What to work on: List every field name in the metadata block at the top of the model card below.

Text segment:
---
license: apache-2.0
tags:
- unsloth
- trl
- sft
datasets:
- suayptalha/Treatment-Instructions
language:
- en
base_model:
- Qwen/Qwen3-0.6B
pipeline_tag: text-generation
library_name: transformers
---

# Qwen3-0.6B-Treatment-Expert

This project performs full fine-tuning on the **Qwen3-0.6B** language model to enhance its clinical treatment planning and reasoning capabilities. The model was optimized using the bfloat16 (bf16) data type.

## Training Procedure

1. **Dataset Preparation**

   * Dataset: Containing paired clinical diagnosis descriptions and corresponding step-by-step treatment plans.

2. **Model Loading and Configuration**

   * Base model: **Qwen3-0.6B**, loaded with the `unsloth` library in bf16 precision.

(Dataset entries)
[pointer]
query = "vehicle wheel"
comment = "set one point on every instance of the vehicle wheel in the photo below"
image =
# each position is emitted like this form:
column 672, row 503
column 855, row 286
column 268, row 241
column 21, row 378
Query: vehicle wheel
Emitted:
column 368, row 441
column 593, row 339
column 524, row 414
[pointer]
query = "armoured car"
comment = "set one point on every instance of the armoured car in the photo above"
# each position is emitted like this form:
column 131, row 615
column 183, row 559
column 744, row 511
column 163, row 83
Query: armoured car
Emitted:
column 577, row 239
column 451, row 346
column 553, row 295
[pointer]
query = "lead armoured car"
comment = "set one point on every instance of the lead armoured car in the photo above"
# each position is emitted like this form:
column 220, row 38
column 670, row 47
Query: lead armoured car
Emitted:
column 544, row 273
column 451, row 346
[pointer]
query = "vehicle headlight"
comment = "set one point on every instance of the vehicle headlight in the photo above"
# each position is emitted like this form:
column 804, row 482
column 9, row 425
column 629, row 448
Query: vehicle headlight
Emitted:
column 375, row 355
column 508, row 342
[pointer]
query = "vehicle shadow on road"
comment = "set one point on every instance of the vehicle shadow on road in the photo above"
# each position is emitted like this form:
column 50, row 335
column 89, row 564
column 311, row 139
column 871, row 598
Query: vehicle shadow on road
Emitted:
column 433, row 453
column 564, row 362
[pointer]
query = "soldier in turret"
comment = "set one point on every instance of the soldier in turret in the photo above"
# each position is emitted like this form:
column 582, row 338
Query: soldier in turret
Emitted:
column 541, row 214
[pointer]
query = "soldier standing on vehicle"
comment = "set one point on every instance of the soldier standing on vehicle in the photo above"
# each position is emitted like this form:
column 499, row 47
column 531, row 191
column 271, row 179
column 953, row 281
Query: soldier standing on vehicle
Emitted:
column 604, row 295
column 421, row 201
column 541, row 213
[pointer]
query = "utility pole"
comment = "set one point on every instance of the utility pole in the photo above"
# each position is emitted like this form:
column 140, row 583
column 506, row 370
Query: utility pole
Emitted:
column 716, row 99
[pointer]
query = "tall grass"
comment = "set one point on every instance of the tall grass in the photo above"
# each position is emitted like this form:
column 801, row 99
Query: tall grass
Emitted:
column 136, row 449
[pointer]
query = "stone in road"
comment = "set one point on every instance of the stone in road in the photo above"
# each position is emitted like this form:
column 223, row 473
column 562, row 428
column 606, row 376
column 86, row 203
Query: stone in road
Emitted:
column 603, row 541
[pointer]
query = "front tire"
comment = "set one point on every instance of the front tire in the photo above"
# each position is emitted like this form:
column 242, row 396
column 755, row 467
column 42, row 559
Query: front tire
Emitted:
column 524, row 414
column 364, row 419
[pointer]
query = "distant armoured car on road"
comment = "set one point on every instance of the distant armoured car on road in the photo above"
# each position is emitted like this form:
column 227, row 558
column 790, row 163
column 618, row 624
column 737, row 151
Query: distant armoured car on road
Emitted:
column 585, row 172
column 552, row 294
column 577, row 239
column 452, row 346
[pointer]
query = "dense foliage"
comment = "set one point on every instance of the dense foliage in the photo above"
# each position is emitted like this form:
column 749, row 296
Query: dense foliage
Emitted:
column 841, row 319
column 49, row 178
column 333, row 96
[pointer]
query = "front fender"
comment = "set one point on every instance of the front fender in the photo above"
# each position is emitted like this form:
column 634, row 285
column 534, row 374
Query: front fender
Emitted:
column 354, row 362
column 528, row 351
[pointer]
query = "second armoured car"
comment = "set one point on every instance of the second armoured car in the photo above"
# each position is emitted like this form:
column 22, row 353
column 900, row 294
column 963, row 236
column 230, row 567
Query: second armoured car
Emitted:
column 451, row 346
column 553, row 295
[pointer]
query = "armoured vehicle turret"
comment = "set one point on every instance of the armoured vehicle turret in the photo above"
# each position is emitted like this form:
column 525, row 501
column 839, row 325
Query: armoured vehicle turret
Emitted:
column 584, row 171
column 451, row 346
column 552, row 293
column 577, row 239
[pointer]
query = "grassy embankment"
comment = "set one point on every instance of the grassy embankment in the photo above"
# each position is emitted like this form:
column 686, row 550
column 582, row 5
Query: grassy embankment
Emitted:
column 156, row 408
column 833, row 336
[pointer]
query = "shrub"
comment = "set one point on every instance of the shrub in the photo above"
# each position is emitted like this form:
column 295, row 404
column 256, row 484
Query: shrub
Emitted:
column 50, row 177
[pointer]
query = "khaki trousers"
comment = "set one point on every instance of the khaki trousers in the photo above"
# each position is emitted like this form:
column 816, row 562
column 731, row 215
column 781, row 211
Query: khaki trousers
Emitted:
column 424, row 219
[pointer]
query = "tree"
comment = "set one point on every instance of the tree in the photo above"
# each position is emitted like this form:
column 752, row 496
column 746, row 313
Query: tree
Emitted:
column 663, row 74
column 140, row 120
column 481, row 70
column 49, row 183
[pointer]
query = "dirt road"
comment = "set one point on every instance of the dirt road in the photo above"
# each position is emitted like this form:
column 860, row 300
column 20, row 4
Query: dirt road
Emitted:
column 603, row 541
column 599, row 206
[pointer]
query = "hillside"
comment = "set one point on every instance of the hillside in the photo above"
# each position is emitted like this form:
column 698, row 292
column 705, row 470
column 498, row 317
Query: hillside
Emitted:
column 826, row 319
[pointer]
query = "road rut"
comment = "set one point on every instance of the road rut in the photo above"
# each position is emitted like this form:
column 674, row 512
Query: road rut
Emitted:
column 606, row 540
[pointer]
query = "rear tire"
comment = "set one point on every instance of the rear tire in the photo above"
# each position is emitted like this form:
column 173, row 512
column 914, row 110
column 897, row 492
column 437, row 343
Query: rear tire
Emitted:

Exercise result: license, tags, datasets, language, base_model, pipeline_tag, library_name